If they keep this up the Euro periphery will collapse.
Not really - most of the Euro periphery is not in the competitive position to benefit, should German consumer demand grow.
Could you point me towards some information in this regard? 12.19% of Italy's imports are to Germany, as are 11% of Spain's imports, 11% of Portugal's imports, and 9.6% of Greece's. Not to mention the second order effects. Also 10.27% of Turkey's imports, 31% of the Czech Republic's, 23% of Hungary's, and 24% of Poland's (not Euro but if they competitively devalue it will harm the former).
Its a legitimate question, which I took as opportunity to cross-check older assessment with actual data. I started with Italy. Overall, Italian exports to Germany have from 2010 to 2013 increased by 13%, so its not like German austerity killing the Italian economy. Rather, Germany's economic strength is pulling Italy.

Items drawn from a data source:
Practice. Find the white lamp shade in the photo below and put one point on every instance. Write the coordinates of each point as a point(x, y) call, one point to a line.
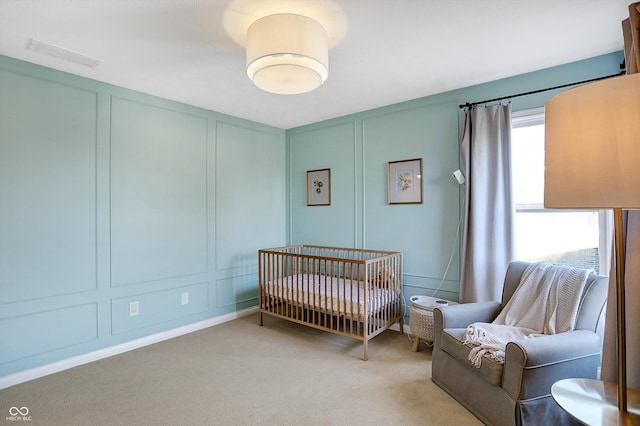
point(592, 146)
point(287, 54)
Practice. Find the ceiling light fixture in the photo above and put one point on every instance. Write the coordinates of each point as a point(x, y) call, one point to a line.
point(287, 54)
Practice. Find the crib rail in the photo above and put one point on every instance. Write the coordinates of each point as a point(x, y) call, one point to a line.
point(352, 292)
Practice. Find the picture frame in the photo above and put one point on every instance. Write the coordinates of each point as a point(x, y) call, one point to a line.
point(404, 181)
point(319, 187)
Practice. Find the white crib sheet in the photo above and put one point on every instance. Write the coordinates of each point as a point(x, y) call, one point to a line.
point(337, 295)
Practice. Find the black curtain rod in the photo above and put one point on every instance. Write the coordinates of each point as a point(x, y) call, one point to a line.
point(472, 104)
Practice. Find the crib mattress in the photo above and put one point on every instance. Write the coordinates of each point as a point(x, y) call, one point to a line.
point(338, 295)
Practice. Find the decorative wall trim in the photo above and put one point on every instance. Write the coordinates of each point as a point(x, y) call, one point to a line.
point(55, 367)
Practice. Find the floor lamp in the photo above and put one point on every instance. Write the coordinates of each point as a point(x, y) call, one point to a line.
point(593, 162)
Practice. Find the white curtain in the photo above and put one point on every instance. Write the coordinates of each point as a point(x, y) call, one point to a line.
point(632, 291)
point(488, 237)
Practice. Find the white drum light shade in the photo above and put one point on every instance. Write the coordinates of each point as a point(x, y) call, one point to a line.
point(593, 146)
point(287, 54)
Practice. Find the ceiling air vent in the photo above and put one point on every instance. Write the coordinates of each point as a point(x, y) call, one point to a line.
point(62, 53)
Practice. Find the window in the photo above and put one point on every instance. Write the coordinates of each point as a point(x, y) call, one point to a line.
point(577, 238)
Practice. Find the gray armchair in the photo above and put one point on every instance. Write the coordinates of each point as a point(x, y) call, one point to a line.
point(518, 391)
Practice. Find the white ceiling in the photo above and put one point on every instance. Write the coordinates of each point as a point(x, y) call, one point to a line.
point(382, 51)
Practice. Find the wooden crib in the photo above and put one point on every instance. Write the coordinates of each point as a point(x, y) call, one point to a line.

==

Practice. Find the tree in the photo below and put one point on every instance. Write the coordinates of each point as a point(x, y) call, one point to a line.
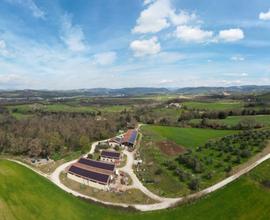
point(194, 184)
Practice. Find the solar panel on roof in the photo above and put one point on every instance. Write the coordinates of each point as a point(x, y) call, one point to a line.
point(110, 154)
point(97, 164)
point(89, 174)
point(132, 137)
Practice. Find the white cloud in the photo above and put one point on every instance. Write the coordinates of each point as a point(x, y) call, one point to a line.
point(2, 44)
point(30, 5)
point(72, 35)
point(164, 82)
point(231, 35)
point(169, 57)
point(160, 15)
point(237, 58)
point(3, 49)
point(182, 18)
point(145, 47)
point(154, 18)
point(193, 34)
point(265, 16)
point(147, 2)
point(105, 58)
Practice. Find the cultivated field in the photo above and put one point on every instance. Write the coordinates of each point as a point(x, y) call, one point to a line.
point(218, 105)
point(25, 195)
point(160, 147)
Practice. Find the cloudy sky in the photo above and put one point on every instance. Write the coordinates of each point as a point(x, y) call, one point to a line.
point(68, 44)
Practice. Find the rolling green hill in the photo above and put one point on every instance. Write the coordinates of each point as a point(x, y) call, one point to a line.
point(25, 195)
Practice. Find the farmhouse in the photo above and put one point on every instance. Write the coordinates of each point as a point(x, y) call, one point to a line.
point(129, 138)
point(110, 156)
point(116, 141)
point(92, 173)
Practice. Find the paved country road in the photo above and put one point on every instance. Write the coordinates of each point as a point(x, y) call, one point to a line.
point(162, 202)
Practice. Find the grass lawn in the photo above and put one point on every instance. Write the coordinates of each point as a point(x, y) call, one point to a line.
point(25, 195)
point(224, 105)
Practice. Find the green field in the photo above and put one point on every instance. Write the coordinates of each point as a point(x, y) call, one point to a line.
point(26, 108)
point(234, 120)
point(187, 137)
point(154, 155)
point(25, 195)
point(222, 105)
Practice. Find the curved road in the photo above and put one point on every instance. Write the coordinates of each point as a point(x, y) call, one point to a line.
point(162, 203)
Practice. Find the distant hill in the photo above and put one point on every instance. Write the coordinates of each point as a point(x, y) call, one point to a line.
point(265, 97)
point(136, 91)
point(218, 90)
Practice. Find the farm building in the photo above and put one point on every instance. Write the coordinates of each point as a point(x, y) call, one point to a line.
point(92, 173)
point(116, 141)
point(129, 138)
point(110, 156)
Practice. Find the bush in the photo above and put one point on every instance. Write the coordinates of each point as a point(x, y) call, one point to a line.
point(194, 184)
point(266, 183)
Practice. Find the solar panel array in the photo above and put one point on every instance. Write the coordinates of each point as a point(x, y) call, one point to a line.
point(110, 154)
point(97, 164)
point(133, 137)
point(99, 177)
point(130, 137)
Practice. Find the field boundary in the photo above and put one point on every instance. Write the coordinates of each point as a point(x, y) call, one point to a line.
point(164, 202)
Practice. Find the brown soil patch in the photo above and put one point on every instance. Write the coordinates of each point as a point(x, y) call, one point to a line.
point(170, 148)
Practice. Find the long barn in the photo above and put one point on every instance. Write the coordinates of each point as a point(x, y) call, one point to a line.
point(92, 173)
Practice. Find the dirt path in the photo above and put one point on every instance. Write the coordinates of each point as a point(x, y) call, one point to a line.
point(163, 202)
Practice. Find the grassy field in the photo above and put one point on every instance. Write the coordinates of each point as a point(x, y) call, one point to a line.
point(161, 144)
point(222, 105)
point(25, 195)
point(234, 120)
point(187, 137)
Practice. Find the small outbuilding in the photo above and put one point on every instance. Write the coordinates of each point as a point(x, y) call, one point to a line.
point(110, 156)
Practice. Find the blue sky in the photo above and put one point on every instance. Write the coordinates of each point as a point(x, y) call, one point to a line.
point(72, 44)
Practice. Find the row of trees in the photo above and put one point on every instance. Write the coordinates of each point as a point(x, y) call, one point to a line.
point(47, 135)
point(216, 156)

Set task A ->
Answer these questions about the discussion of the Euro periphery:
(i) What percentage is given for the Czech Republic's imports?
(ii) Which country did the writer start with when cross-checking the older assessment?
(iii) By how much did Italian exports to Germany increase from 2010 to 2013?
Set task B ->
Convert the lines of the entries, starting at the line that contains "Practice. Find the rolling" and ending at the line that contains "point(224, 105)", into a JSON list of strings with one string for each line and blank lines left out.
The entries have no connection to the discussion about the Euro periphery.

Task solution A ->
(i) 31%
(ii) Italy
(iii) 13%

Task solution B ->
[
  "Practice. Find the rolling green hill in the photo above and put one point on every instance. Write the coordinates of each point as a point(x, y) call, one point to a line.",
  "point(25, 195)",
  "Practice. Find the farmhouse in the photo above and put one point on every instance. Write the coordinates of each point as a point(x, y) call, one point to a line.",
  "point(129, 138)",
  "point(110, 156)",
  "point(116, 141)",
  "point(92, 173)",
  "Practice. Find the paved country road in the photo above and put one point on every instance. Write the coordinates of each point as a point(x, y) call, one point to a line.",
  "point(162, 202)",
  "Practice. Find the grass lawn in the photo above and put one point on every instance. Write the coordinates of each point as a point(x, y) call, one point to a line.",
  "point(25, 195)",
  "point(224, 105)"
]